#### Excerpted text
START
Posted by Matthias Ernst on July 28, 2005 at 02:26 AM PDT #

I don't think it was ever considered subjecting arrays to erasure. It is well-known that the array store check requires type information. We did consider a new addition to the language, statically type-safe arrays. However, these arrays proved to be of little value as you can't easily convert between "old" arrays and the new kind. Also, the syntax was extremely confusing. I don't believe in this approach anymore.

Posted by Peter von der Ahé on July 28, 2005 at 10:48 AM PDT #

> It is well-known that the array store check requires type information. My proposal would have entailed getting rid of that check. Just the same semantics as for an ArrayList: no element type check at runtime whatsoever. But I know it's not realistic to change that behaviour.

Posted by Matthias on July 29, 2005 at 12:10 AM PDT #

Finding this in your blog:

You should not try to work around it: 

class Box<T> {
    T[] array = (T[])new Object[10]; // BAD and causes a warning
}

made me curious of the solution sought in <T> T[] List.toArray(T[] a) and ArrayList.ensureCapacity. In the latter I found exactly the above statement, in the former an analogous one using java.lang.reflect.Array for the implementation in ArrayList. In Gilad's tutorial on generics I did not find a hint how to circumvent this cleanly without getting the compiler's type erasure warning.

Wouldn't a method in java.lang.reflect like public static <T> T[] newInstance(Class<T> type, int length) do the job without the ugly cast?

For sure there is a good reason, but I ask myself the following: at compiletime, the compiler has the type information about the type to form an array of. Therefore this information could be used to declare the array at least in those cases where only arrays of the type variable are required. So the (non-static) statement T[] a = new T[10] would be perfectly determined at compile time and the correct statement could be generated. Where I am wrong?

Regards
Richard

Posted by Richard Birenheide on August 10, 2005 at 01:45 AM PDT #

First question: We are considering something like newInstance. It is not without problems as the type of int.class is Class<Integer> so that also needs to change. Second question: The compiler doesn't know what type a type variable holds a compile time. This is similar to regular variables. The compiler doesn't know what value they hold.

Posted by Peter von der Ahé on August 31, 2005 at 06:45 PM PDT #

So Ken and others should consider arrays harmful, not generics.

Peter, oh, Peter.

DISCLAIMER: I want generics, I love generics, I understand generics (IMHO)

BUT: current generics not only make things uninuitive, they break well-established contract. <code>

(1)
Object o = new Something(); // compiles
((Something) o).doSomething(); // compiles, runs, includes runtime checking...
((Whatever) o).run(); // compiles, fails at runtime, obviously

(2) 
Object[] oa = new Something[1]; // compiles
...
((Something[]) oa)[0].doSomething(); // runs
((Whatever[]) oa)[0].run(); // CCE on array
((Whatever) oa[0]).run(); // CCE on array item
// and 
oa[0] = new Something(); // runs
oa[0] = new Whatever(); // rt-failure

3)
END
(Collection entries)
START
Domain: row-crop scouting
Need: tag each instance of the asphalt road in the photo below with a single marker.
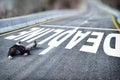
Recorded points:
(81, 47)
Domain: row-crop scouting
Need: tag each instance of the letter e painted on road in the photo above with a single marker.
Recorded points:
(61, 38)
(76, 39)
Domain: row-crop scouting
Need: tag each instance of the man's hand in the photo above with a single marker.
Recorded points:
(10, 57)
(25, 54)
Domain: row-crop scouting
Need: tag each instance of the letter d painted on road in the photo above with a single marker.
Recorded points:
(107, 48)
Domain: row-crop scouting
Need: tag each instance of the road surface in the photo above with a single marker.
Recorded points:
(81, 47)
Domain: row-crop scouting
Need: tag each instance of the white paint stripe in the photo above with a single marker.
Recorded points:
(22, 36)
(58, 31)
(91, 28)
(35, 34)
(46, 50)
(10, 37)
(40, 36)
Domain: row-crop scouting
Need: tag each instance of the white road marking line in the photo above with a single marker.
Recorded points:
(35, 34)
(58, 31)
(91, 28)
(40, 36)
(46, 50)
(21, 34)
(10, 37)
(28, 34)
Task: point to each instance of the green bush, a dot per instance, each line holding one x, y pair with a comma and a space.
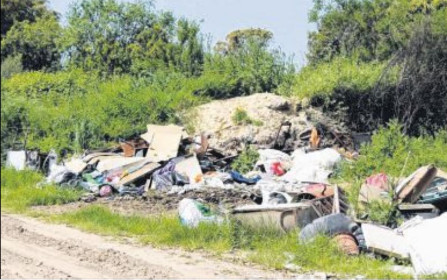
246, 160
323, 79
76, 110
396, 154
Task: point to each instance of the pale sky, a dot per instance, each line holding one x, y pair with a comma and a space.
287, 19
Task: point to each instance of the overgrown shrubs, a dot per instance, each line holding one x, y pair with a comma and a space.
396, 155
76, 110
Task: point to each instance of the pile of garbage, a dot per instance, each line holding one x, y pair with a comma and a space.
286, 190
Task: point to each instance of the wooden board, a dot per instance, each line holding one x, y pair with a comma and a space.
414, 185
385, 241
118, 161
164, 141
89, 157
143, 171
190, 167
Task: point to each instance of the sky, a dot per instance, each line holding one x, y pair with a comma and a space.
287, 19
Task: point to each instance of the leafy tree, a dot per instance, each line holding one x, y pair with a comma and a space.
13, 11
368, 29
35, 42
11, 65
245, 64
114, 37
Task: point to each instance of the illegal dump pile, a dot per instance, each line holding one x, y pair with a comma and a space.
284, 184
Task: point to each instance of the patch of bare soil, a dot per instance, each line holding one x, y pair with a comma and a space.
269, 110
33, 249
154, 203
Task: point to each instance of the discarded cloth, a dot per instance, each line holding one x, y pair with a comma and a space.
237, 177
313, 166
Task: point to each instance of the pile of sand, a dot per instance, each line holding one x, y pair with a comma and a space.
268, 111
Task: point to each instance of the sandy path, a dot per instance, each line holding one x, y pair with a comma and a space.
34, 249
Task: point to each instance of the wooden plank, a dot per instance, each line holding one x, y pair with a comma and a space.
336, 201
190, 167
116, 162
143, 171
89, 157
277, 207
385, 241
165, 141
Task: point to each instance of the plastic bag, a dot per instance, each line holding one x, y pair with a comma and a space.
192, 212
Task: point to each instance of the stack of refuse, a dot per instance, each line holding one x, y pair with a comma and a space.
421, 200
162, 158
286, 190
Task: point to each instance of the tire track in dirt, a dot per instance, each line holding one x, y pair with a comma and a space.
33, 249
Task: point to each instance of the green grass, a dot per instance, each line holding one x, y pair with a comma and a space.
325, 78
19, 191
265, 247
395, 154
246, 160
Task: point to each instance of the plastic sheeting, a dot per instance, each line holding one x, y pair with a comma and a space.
427, 244
192, 212
312, 167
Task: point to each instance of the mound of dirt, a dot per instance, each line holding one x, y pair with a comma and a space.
264, 114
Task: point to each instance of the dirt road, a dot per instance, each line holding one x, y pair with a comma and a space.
34, 249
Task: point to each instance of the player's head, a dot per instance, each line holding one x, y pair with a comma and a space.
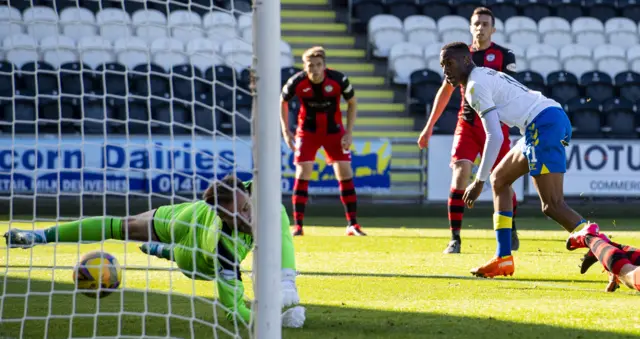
231, 199
482, 25
456, 63
314, 63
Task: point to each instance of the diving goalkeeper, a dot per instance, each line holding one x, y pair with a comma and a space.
184, 231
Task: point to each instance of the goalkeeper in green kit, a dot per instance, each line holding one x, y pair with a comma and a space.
203, 229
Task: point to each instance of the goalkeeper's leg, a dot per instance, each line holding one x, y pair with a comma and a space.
94, 229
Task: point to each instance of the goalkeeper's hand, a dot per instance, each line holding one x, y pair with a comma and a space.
293, 317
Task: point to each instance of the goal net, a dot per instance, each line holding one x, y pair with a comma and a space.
111, 108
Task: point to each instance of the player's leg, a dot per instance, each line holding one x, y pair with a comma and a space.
513, 166
306, 148
341, 161
465, 149
93, 229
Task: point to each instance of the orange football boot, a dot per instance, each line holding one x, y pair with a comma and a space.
497, 266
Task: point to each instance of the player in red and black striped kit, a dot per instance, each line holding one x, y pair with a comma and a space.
469, 137
320, 125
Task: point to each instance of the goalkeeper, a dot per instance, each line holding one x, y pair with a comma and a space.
199, 238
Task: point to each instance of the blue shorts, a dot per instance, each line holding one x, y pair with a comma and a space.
545, 140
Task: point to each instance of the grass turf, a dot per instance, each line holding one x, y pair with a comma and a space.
394, 283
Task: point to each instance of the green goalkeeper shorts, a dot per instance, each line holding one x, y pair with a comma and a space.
188, 226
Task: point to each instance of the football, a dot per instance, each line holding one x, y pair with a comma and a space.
97, 274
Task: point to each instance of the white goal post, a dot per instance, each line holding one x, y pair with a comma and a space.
110, 108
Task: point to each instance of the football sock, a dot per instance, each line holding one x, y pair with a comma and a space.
610, 256
515, 209
299, 200
455, 207
90, 229
502, 222
349, 200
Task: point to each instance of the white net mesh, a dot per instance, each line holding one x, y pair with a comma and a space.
113, 108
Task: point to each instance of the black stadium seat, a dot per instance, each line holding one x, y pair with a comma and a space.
598, 85
620, 117
435, 9
628, 85
585, 117
531, 79
563, 86
402, 8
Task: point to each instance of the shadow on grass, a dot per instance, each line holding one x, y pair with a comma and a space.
65, 314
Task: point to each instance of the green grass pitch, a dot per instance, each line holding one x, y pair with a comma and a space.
395, 283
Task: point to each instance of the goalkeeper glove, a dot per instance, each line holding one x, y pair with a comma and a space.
293, 317
289, 290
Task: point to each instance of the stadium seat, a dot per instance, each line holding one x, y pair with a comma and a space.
185, 25
621, 32
628, 85
168, 52
597, 85
131, 51
585, 117
383, 32
502, 9
620, 118
576, 59
423, 85
420, 30
602, 10
40, 22
402, 8
39, 78
364, 10
535, 9
555, 31
149, 24
237, 53
404, 59
7, 80
521, 31
95, 51
113, 23
111, 79
543, 59
563, 86
533, 80
58, 50
75, 79
20, 49
10, 22
202, 53
77, 23
149, 79
568, 9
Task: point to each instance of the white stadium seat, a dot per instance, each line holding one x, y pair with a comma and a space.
384, 31
420, 30
10, 22
168, 52
221, 26
588, 31
41, 22
185, 25
203, 53
58, 50
77, 23
95, 51
621, 32
149, 24
20, 49
555, 31
610, 59
131, 51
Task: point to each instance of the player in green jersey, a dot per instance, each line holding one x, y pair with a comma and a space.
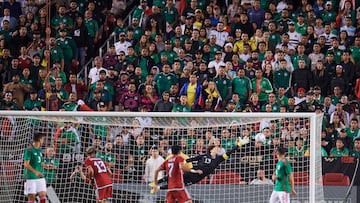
33, 171
284, 179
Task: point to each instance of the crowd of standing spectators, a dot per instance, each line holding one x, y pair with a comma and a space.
191, 55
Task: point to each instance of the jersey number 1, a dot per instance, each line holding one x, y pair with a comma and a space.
101, 166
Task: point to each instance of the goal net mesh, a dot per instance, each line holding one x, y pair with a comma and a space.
124, 141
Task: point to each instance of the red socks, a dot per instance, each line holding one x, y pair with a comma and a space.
43, 199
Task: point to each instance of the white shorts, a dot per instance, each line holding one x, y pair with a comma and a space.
34, 186
280, 197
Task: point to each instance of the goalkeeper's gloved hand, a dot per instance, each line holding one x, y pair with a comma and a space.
243, 141
81, 102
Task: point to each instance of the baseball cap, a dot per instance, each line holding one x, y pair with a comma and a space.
301, 90
281, 150
101, 104
339, 66
124, 72
229, 44
90, 150
317, 87
318, 107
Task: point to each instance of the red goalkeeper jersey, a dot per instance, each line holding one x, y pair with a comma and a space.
175, 172
101, 173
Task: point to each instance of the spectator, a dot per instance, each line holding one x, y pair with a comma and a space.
8, 102
19, 38
93, 29
67, 138
25, 60
261, 179
343, 115
339, 150
282, 77
152, 164
50, 166
73, 104
17, 90
61, 20
8, 21
261, 86
95, 71
353, 130
165, 79
356, 150
272, 102
107, 155
77, 86
130, 100
182, 106
130, 170
32, 103
148, 97
302, 77
299, 149
193, 91
80, 35
347, 141
163, 104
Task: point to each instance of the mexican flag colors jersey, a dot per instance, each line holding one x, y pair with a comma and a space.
35, 157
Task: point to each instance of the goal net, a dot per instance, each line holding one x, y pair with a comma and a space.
126, 141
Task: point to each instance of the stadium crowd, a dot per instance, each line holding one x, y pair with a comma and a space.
189, 55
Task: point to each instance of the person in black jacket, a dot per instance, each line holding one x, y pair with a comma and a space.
164, 105
302, 77
80, 35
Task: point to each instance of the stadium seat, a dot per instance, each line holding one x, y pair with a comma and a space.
338, 179
203, 181
301, 178
225, 177
117, 176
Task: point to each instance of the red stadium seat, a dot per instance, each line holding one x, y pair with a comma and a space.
301, 178
338, 179
225, 177
117, 176
203, 181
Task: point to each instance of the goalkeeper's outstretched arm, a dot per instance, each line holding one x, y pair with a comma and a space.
241, 142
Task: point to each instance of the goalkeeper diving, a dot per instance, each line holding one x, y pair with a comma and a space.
206, 164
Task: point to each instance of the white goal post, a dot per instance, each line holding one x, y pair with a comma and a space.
162, 130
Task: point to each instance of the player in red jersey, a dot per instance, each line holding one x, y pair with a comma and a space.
174, 170
98, 171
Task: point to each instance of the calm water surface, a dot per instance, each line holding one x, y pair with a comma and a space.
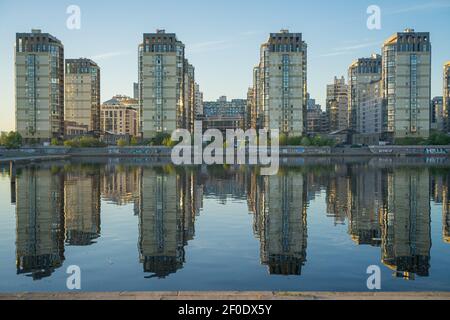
END
#### Required tasks
(a) In the discussion of Java generics and arrays, why did the statically type-safe arrays prove to be of little value?
(b) Select every line of the rows that contains the string "letter", with case counting, and copy those lines.

#### Exercise responses
(a) They could not easily be converted to or from "old" arrays.

(b)
Need: tag each instance of the letter e painted on road in the photo above with a single marker.
Need: tag each instance of the letter d painted on road in the photo above with a single marker.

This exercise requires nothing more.